### SOURCE TEXT
■ ■ ■ ■ ■

Although habitat is still being lost to development, regulations are evolving to reduce the

resulting damage. Local critical areas ordinances are designed to better protect wetlands,

streams, floodplains, aquifer-recharge areas, erodible slopes and special wildlife habitats.

Meanwhile, new stormwater rules call for greater infiltration, helping to maintain natural

streamflows and reduce pollution.

City and county shoreline master programs are being updated to better protect shoreline

habitat. Larger buffers are being imposed so that homes are built farther from vital nearshore

areas. New shoreline armoring, such as the creation of bulkheads, is generally prohibited except

where needed to protect houses from wave damage or flooding.

Where ecological damage cannot be avoided, mitigation projects may be required to enhance

habitat and offset the damage.

Logging practices also are improving, thanks to evolving research and ongoing updates to Forest

Practices Regulations. Teams of scientists continue to evaluate whether logging rules need to be

strengthened to reduce habitat damage and protect specific fish and wildlife species.

With financial aid and guidance from local conservation districts, farmers are finding ways to

improve habitat while maintaining their livelihood.

Tradeoffs Maintaining ecosystem services can be viewed as a cost to some people but a benefit to others.

■ ■ ■ ■ ■

### PROVIDED MATERIAL

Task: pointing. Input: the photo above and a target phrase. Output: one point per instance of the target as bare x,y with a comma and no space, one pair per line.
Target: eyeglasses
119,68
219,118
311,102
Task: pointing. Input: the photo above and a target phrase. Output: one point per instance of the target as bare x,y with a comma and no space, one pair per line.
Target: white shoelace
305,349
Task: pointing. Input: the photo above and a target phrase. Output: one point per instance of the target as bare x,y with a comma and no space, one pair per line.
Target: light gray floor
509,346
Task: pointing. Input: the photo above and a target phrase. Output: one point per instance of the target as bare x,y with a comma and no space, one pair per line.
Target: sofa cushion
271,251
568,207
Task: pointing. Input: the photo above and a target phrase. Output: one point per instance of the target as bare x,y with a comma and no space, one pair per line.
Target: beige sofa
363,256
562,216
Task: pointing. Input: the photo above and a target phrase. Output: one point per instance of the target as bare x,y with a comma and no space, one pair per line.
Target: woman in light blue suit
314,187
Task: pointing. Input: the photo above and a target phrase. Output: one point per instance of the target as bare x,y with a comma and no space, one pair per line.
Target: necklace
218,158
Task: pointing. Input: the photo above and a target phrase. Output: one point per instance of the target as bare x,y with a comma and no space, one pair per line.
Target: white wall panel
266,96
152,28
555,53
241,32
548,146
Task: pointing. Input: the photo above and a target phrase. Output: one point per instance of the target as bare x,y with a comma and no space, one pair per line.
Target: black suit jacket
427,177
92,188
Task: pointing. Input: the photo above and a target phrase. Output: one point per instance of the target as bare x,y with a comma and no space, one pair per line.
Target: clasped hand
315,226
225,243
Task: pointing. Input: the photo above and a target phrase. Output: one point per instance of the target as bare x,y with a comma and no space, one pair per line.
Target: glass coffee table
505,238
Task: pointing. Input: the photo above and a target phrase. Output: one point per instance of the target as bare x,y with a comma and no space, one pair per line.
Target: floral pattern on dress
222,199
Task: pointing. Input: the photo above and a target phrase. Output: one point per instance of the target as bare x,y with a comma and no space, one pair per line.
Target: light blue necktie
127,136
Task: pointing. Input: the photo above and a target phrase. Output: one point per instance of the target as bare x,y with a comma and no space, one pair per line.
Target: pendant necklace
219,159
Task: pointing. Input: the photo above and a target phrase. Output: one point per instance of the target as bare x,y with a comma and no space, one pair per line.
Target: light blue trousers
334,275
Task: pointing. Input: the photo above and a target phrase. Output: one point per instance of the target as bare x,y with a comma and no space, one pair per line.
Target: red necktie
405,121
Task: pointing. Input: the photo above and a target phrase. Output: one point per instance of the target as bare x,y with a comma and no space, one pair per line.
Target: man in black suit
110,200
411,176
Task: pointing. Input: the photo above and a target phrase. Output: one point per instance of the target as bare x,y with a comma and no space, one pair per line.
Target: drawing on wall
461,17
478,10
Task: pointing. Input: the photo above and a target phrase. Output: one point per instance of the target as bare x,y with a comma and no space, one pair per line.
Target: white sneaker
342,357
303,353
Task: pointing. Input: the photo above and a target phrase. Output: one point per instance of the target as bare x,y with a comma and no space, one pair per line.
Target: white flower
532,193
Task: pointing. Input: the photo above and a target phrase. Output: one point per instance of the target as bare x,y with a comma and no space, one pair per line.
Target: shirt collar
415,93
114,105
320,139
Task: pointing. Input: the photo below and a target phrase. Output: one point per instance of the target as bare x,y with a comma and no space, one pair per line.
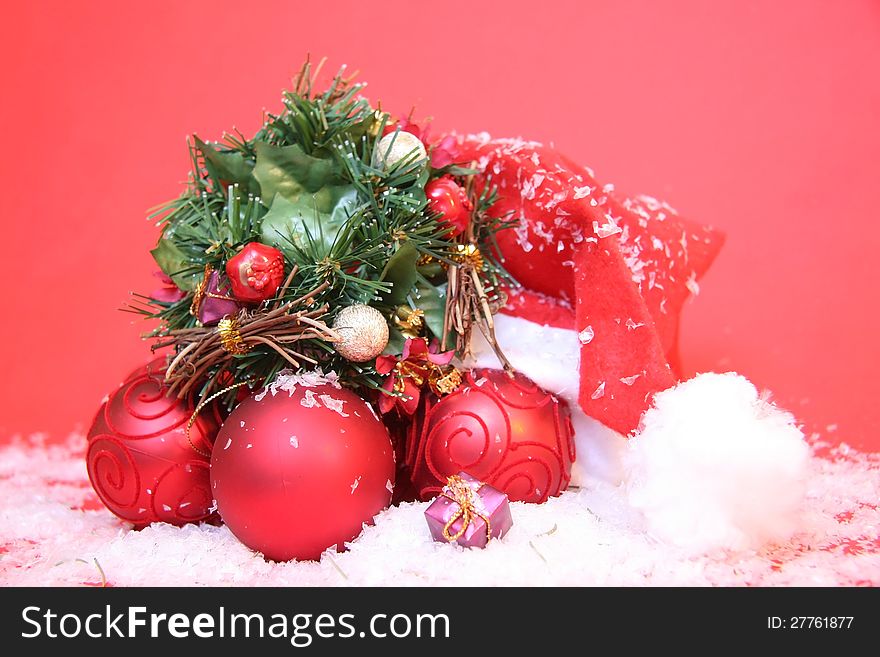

■ ■ ■ ■ ■

### AIM OF THE TASK
Reproduce the stretch of the habitat protection text from "Logging practices also" through "and wildlife species.", word for word.

### THE COMPLETED TASK
Logging practices also are improving, thanks to evolving research and ongoing updates to Forest

Practices Regulations. Teams of scientists continue to evaluate whether logging rules need to be

strengthened to reduce habitat damage and protect specific fish and wildlife species.